About the Chairman

Lamar Alexander was born in Maryville, the son of a kindergarten teacher and an elementary school principal.  He is a seventh-generation Tennessean.  

He is the only Tennessean ever popularly elected both governor and U.S. Senator.  He has been U.S. Education Secretary and University of Tennessee president. He chaired the National Governors Association and President Reagan's Commission on Americans Outdoors.  

When first elected to the U.S. Senate in 2002, Alexander had spent more adult years in the private sector than in public life. In 1972 he co-founded a Nashville law firm. In 1987 he and his wife and three others, including Bob Keeshan, television’s Captain Kangaroo, founded Corporate Child Care, Inc.  The company became publicly traded in 1997 (NASDAQ) and later merged with Bright Horizons, Inc., creating the world’s largest provider of worksite daycare.

Three times between 2007 and 2012, his colleagues elected Sen. Alexander Chairman of the Senate Republican Conference — the third-ranking Republican position in the United States Senate.

In January 2015, Alexander was elected by his fellow committee members to serve as the Chairman of the Health, Education, Labor and Pensions committee where he has said his top priorities will be to fix No Child Left Behind, deregulate and reauthorize the Higher Education act, and modernize the Food and Drug Administration so that we can bring more cures and medical devices to market faster and cheaper.

━━━━━━━━━━━━━━━━━━━━━━━━━━━━━━

**Goal of the exercise**
Can you write what comes next in the profile of Lamar Alexander, picking up after its last sentence? The records that come next are unrelated material and stand apart from the profile of Lamar Alexander.

━━━━━━━━━━━━━━━━━━━━━━━━━━━━━━

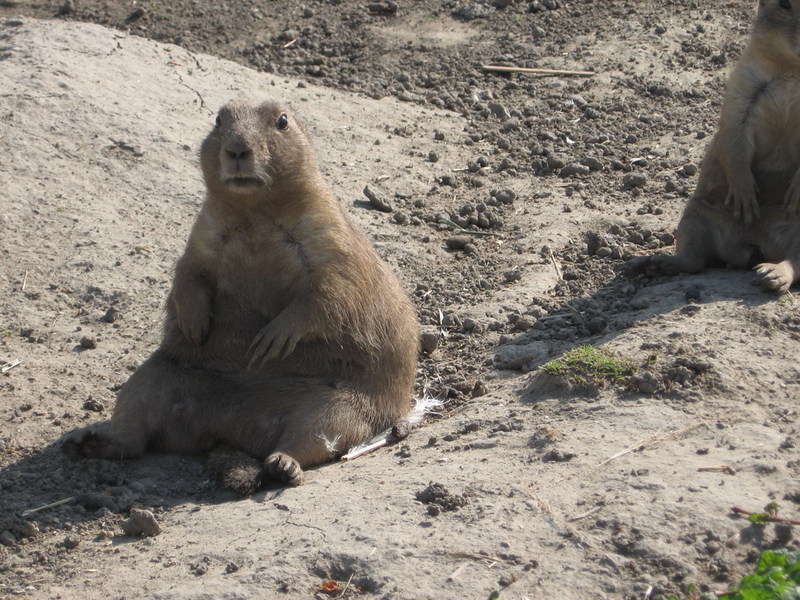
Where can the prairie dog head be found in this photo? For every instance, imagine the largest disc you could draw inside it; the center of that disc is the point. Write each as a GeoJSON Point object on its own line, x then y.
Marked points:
{"type": "Point", "coordinates": [777, 30]}
{"type": "Point", "coordinates": [255, 149]}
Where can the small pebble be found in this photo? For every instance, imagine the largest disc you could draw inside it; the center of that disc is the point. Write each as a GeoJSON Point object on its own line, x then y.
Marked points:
{"type": "Point", "coordinates": [88, 343]}
{"type": "Point", "coordinates": [141, 522]}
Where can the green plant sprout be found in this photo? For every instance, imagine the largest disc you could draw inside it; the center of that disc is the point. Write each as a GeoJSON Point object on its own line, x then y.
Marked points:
{"type": "Point", "coordinates": [589, 365]}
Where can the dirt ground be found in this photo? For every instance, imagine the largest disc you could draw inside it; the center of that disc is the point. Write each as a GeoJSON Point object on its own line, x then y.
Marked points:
{"type": "Point", "coordinates": [515, 199]}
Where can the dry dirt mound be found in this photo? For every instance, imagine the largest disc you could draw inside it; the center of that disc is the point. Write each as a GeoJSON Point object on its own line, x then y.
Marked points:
{"type": "Point", "coordinates": [532, 485]}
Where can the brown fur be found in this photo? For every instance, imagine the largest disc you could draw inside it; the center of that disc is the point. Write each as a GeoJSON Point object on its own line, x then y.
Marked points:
{"type": "Point", "coordinates": [285, 336]}
{"type": "Point", "coordinates": [745, 209]}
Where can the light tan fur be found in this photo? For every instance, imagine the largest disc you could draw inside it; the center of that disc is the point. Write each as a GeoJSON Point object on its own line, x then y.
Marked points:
{"type": "Point", "coordinates": [285, 335]}
{"type": "Point", "coordinates": [745, 211]}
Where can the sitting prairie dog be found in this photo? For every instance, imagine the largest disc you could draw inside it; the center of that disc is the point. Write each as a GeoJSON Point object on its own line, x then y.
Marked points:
{"type": "Point", "coordinates": [745, 210]}
{"type": "Point", "coordinates": [285, 337]}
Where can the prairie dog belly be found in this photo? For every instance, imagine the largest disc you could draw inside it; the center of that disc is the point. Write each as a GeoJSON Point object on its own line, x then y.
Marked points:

━━━━━━━━━━━━━━━━━━━━━━━━━━━━━━

**Result**
Alexander will also serve as the Chairman of the Appropriations subcommittee that oversees energy and water appropriations. His priorities will include unleashing nuclear power and other sources of the cheap, clean, reliable energy America needs, supporting government-sponsored research that leads to innovation and jobs in our free enterprise system and controlling the costs of big government construction projects in Tennessee and across the country. He will also continue to support our nation’s harbors and inland waterways. Alexander was reelected to a third term in the U.S. Senator in November 2014. 

In his campaign for governor, Alexander walked 1,000 miles across Tennessee in his now-famous red and black plaid shirt. Once elected, he helped Tennessee become the third largest auto producer, the state with the top-rated four-lane highway system and the first state to pay teachers more for teaching well.  He started Tennessee’s Governor’s Schools for outstanding students. When he left the governor’s office, the state had a Triple A bond rating, fewer employees and no long-term highway debt. 

He is a classical and country pianist and the author of seven books, including Six Months Off, the story of his family’s life in Australia after he was governor.

Lamar Alexander and Honey Buhler were married in 1969. They have four children and eight grandchildren, and a dog named Rufus.  He is a Presbyterian elder.